_Matériel fourni_:

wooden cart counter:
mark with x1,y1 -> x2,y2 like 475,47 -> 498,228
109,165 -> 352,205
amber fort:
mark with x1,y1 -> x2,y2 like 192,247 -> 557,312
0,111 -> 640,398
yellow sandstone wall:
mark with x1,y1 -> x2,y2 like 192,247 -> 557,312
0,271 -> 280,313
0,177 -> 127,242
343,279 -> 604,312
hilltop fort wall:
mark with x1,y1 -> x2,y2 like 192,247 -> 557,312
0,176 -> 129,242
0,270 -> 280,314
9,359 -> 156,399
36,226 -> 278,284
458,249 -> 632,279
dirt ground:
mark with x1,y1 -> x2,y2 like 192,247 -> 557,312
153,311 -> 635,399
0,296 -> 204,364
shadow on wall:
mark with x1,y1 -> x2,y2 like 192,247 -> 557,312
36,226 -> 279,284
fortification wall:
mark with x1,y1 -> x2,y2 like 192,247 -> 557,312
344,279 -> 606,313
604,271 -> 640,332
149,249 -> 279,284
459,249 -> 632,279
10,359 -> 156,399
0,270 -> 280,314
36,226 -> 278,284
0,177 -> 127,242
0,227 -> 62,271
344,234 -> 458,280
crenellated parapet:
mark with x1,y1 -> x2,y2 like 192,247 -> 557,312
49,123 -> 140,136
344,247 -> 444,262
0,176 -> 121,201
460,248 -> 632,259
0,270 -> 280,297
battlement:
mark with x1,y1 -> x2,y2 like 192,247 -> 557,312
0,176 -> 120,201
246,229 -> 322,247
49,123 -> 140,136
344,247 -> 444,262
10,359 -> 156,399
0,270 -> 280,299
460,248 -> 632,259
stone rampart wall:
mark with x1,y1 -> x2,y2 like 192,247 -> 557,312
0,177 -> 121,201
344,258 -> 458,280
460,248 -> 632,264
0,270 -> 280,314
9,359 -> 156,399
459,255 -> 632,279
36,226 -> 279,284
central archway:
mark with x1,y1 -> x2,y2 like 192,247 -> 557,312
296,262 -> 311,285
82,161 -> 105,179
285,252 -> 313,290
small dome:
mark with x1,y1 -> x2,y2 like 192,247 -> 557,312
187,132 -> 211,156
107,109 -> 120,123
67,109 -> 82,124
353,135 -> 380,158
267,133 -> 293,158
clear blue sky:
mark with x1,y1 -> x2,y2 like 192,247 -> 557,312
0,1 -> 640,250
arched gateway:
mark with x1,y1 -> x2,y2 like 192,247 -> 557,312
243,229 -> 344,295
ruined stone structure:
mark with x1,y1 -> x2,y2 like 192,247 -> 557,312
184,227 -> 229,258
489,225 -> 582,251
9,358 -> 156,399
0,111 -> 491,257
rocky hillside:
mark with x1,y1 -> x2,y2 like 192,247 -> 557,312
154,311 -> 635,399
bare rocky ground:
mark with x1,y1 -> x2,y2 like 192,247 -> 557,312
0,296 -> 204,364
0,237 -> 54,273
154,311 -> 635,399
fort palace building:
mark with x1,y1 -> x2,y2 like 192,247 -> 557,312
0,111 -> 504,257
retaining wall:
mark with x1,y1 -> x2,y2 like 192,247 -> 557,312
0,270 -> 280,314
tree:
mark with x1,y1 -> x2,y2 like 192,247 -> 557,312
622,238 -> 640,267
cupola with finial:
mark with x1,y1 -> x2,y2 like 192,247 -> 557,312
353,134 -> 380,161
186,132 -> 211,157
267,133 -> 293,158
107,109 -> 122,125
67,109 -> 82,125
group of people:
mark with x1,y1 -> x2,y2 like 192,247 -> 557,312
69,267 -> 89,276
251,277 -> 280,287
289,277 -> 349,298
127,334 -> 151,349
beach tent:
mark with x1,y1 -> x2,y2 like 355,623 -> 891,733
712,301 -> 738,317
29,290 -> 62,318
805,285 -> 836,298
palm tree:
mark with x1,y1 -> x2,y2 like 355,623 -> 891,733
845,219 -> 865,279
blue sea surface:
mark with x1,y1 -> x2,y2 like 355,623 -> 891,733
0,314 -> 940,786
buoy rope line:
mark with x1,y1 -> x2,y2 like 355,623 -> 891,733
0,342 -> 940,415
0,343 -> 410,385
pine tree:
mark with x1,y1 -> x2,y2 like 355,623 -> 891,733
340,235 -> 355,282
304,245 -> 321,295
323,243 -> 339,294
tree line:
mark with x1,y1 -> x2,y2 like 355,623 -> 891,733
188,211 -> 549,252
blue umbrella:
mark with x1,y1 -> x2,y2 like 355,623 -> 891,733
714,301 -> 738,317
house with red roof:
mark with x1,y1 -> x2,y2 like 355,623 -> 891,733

_Description de la tâche_: Recopiez à l'identique, ligne par ligne, l'ensemble des enregistrements ci-dessus.

_Exercice complété_:
wooden cart counter:
mark with x1,y1 -> x2,y2 like 475,47 -> 498,228
109,165 -> 352,205
amber fort:
mark with x1,y1 -> x2,y2 like 192,247 -> 557,312
0,111 -> 640,398
yellow sandstone wall:
mark with x1,y1 -> x2,y2 like 192,247 -> 557,312
0,271 -> 280,313
0,177 -> 127,242
343,279 -> 604,312
hilltop fort wall:
mark with x1,y1 -> x2,y2 like 192,247 -> 557,312
0,176 -> 129,242
0,270 -> 280,314
9,359 -> 156,399
36,226 -> 278,284
458,249 -> 632,279
dirt ground:
mark with x1,y1 -> x2,y2 like 192,247 -> 557,312
153,311 -> 635,399
0,296 -> 204,364
shadow on wall:
mark with x1,y1 -> x2,y2 like 192,247 -> 557,312
36,226 -> 279,284
fortification wall:
mark with x1,y1 -> x2,y2 like 192,247 -> 557,312
344,279 -> 606,313
604,271 -> 640,332
149,249 -> 279,284
459,249 -> 632,279
10,359 -> 156,399
0,270 -> 280,314
36,226 -> 278,284
0,177 -> 127,242
0,227 -> 62,271
344,234 -> 458,280
crenellated parapet:
mark with x1,y1 -> x2,y2 like 192,247 -> 557,312
49,123 -> 140,136
344,247 -> 444,262
0,176 -> 121,201
460,248 -> 632,259
0,270 -> 280,297
battlement:
mark with x1,y1 -> x2,y2 like 192,247 -> 557,312
0,176 -> 120,201
246,229 -> 322,247
49,123 -> 140,136
344,247 -> 444,262
10,359 -> 156,399
0,270 -> 280,299
460,248 -> 632,259
stone rampart wall:
mark with x1,y1 -> x2,y2 like 192,247 -> 557,312
0,177 -> 121,201
344,258 -> 458,280
460,248 -> 632,264
0,270 -> 280,314
9,359 -> 156,399
459,255 -> 632,279
36,226 -> 279,284
central archway:
mark with x1,y1 -> x2,y2 like 192,247 -> 557,312
296,262 -> 311,285
82,161 -> 105,179
285,252 -> 313,290
small dome:
mark with x1,y1 -> x2,y2 like 192,247 -> 557,312
187,132 -> 211,156
107,109 -> 120,123
67,109 -> 82,124
353,135 -> 380,158
267,133 -> 293,158
clear blue sky:
mark with x1,y1 -> x2,y2 like 192,247 -> 557,312
0,1 -> 640,250
arched gateway:
mark with x1,y1 -> x2,y2 like 192,247 -> 557,312
243,229 -> 344,295
ruined stone structure:
mark with x1,y1 -> x2,y2 like 192,247 -> 557,312
184,227 -> 229,258
489,225 -> 582,251
9,358 -> 156,399
0,111 -> 491,257
rocky hillside:
mark with x1,y1 -> x2,y2 like 192,247 -> 557,312
154,311 -> 635,399
bare rocky ground:
mark with x1,y1 -> x2,y2 like 192,247 -> 557,312
0,296 -> 204,364
0,237 -> 54,273
154,311 -> 635,399
fort palace building:
mark with x1,y1 -> x2,y2 like 192,247 -> 557,312
0,111 -> 504,257
retaining wall:
mark with x1,y1 -> x2,y2 like 192,247 -> 557,312
0,270 -> 280,314
tree:
mark with x1,y1 -> x2,y2 like 192,247 -> 557,312
622,238 -> 640,267
cupola with finial:
mark with x1,y1 -> x2,y2 like 192,247 -> 557,312
353,134 -> 380,161
186,132 -> 211,157
267,133 -> 293,158
107,109 -> 122,125
67,109 -> 82,125
group of people:
mark with x1,y1 -> x2,y2 like 192,247 -> 557,312
69,267 -> 89,276
251,277 -> 280,287
289,277 -> 349,298
127,334 -> 151,349
beach tent:
mark with x1,y1 -> x2,y2 like 355,623 -> 891,733
712,301 -> 738,317
29,290 -> 62,318
805,285 -> 836,298
palm tree:
mark with x1,y1 -> x2,y2 like 355,623 -> 891,733
845,219 -> 865,279
blue sea surface:
mark with x1,y1 -> x2,y2 like 355,623 -> 891,733
0,314 -> 940,786
buoy rope line:
mark with x1,y1 -> x2,y2 like 355,623 -> 891,733
0,342 -> 940,415
0,343 -> 410,385
pine tree:
mark with x1,y1 -> x2,y2 like 355,623 -> 891,733
340,235 -> 355,282
304,245 -> 321,295
323,243 -> 339,294
tree line:
mark with x1,y1 -> x2,y2 like 355,623 -> 891,733
188,211 -> 549,252
blue umbrella:
mark with x1,y1 -> x2,y2 like 355,623 -> 891,733
714,301 -> 738,317
house with red roof:
mark with x1,y1 -> x2,y2 like 355,623 -> 891,733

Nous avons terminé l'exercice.